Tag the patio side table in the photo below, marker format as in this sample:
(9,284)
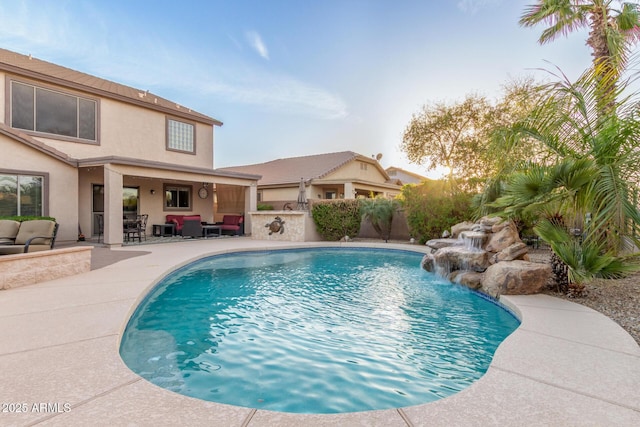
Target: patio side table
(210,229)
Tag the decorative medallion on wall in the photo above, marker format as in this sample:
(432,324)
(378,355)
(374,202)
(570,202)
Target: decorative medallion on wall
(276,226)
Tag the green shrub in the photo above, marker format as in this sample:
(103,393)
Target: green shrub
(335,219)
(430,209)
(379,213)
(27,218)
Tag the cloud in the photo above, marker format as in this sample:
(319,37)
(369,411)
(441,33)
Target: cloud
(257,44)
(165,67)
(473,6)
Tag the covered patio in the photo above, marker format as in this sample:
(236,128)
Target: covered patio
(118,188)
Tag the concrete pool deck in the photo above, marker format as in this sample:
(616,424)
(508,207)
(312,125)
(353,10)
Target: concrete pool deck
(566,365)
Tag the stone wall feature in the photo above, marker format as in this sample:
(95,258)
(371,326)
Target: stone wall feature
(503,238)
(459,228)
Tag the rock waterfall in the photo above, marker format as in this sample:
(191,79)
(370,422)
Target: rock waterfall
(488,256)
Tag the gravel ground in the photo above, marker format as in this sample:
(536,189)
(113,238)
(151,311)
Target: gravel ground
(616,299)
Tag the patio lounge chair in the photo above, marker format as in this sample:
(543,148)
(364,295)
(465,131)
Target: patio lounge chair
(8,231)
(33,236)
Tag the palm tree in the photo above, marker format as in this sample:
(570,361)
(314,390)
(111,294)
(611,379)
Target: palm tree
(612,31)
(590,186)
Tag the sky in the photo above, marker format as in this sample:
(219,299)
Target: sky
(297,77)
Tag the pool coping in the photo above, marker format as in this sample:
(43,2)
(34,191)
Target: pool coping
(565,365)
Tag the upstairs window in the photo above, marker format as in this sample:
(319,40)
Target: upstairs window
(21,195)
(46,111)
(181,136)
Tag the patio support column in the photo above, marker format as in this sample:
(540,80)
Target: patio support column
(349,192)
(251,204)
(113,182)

--

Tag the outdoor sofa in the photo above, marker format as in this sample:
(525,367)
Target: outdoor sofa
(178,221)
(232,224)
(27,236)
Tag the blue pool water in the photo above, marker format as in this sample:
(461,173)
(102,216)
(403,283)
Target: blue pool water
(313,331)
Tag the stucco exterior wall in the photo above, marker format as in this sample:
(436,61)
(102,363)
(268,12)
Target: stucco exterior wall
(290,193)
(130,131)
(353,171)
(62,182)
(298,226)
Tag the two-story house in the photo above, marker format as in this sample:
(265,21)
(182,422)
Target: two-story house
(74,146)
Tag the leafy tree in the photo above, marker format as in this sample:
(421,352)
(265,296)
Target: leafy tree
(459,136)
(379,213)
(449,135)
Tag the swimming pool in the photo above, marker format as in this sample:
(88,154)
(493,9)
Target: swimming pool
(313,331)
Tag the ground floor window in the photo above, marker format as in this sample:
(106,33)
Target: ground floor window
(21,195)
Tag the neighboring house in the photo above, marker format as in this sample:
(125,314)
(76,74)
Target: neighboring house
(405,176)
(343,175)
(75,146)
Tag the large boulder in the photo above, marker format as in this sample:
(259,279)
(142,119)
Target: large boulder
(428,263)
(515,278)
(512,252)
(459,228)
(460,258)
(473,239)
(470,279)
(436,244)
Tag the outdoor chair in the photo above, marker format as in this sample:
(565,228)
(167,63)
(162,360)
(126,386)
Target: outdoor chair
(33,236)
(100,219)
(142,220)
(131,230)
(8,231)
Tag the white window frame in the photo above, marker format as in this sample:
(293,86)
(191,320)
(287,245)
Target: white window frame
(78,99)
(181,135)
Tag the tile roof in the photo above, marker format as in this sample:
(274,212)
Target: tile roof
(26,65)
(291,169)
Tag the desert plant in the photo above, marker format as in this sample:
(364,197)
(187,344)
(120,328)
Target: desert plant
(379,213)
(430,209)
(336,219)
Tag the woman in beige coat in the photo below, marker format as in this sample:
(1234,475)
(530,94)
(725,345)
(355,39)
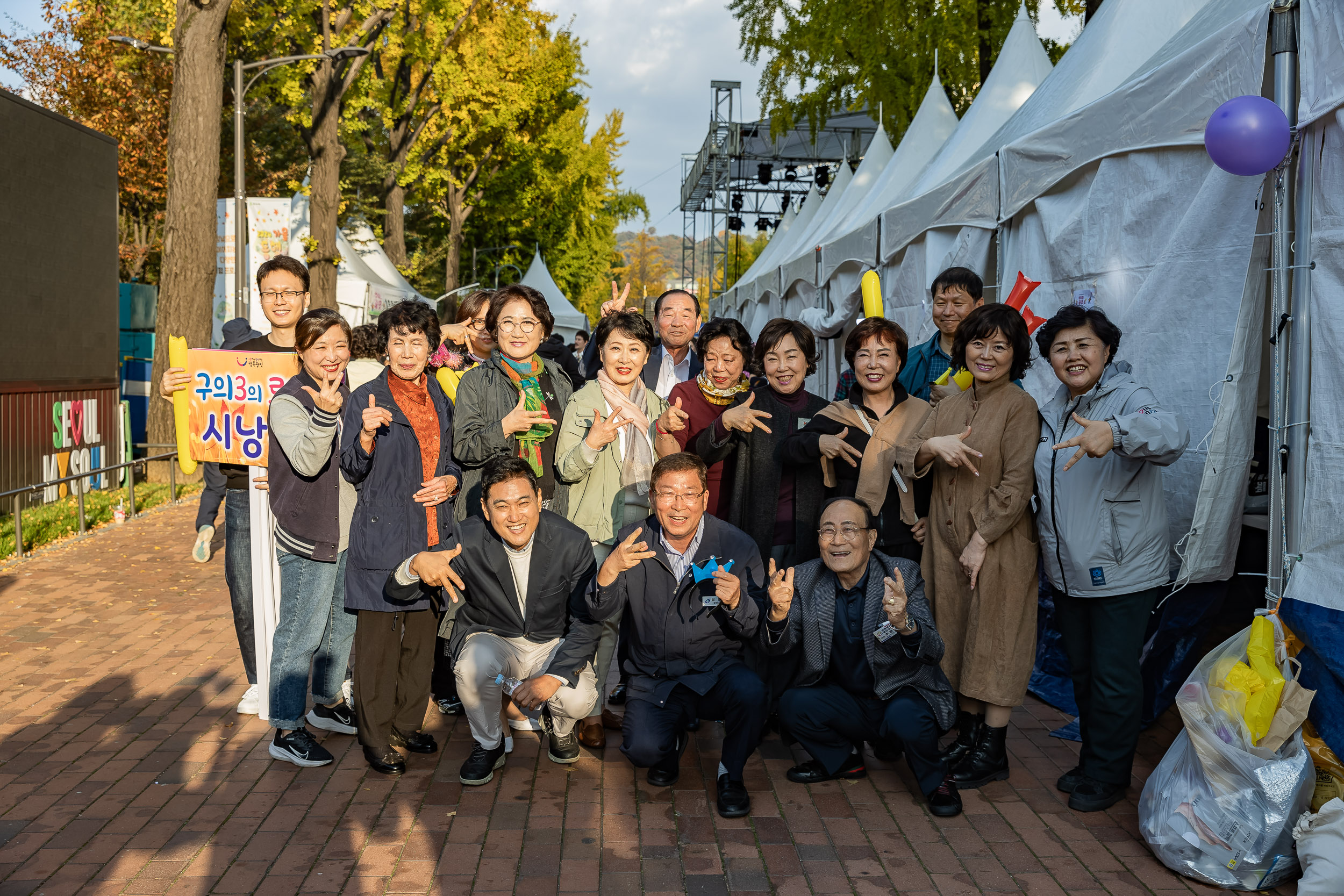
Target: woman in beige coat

> What you need to do
The exercise is to copy out every line above that has the word "woman" in it.

> Response for this exercise
Tag the woman in beige coat in the photo below, marker format as in this sample:
Target: woman in beige coat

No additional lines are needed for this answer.